* _PROBLEM DETAILS_
Every line containing the word "query" is to be copied from the data below.

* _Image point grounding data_

-- Opening Marker --

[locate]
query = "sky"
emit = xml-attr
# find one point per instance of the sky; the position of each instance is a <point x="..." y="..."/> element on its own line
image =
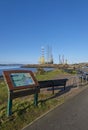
<point x="28" y="25"/>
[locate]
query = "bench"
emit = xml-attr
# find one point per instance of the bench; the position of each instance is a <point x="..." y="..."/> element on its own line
<point x="52" y="83"/>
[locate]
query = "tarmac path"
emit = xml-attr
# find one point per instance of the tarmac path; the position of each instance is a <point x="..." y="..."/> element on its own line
<point x="72" y="115"/>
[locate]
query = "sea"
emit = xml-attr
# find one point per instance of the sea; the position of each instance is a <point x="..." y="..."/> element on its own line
<point x="18" y="67"/>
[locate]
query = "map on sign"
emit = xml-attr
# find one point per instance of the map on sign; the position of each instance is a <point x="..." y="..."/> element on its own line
<point x="22" y="79"/>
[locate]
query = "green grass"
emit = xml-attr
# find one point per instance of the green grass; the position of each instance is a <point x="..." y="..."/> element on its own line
<point x="24" y="111"/>
<point x="49" y="75"/>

-- Closing Marker --

* _FINISHED TASK_
query = "sky"
query = "bench"
query = "tarmac path"
query = "sea"
query = "map on sign"
query = "green grass"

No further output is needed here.